In the entries below, swap every "crowd of people" for "group of people" and write the lines out again with nothing else changed.

[Items stored in a collection]

'''

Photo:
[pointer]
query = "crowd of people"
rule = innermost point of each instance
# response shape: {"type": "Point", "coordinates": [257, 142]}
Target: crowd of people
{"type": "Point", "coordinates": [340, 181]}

'''

Exercise solution.
Photo:
[pointer]
query = "group of people"
rule = innermost point of each instance
# response shape: {"type": "Point", "coordinates": [257, 142]}
Target: group of people
{"type": "Point", "coordinates": [340, 181]}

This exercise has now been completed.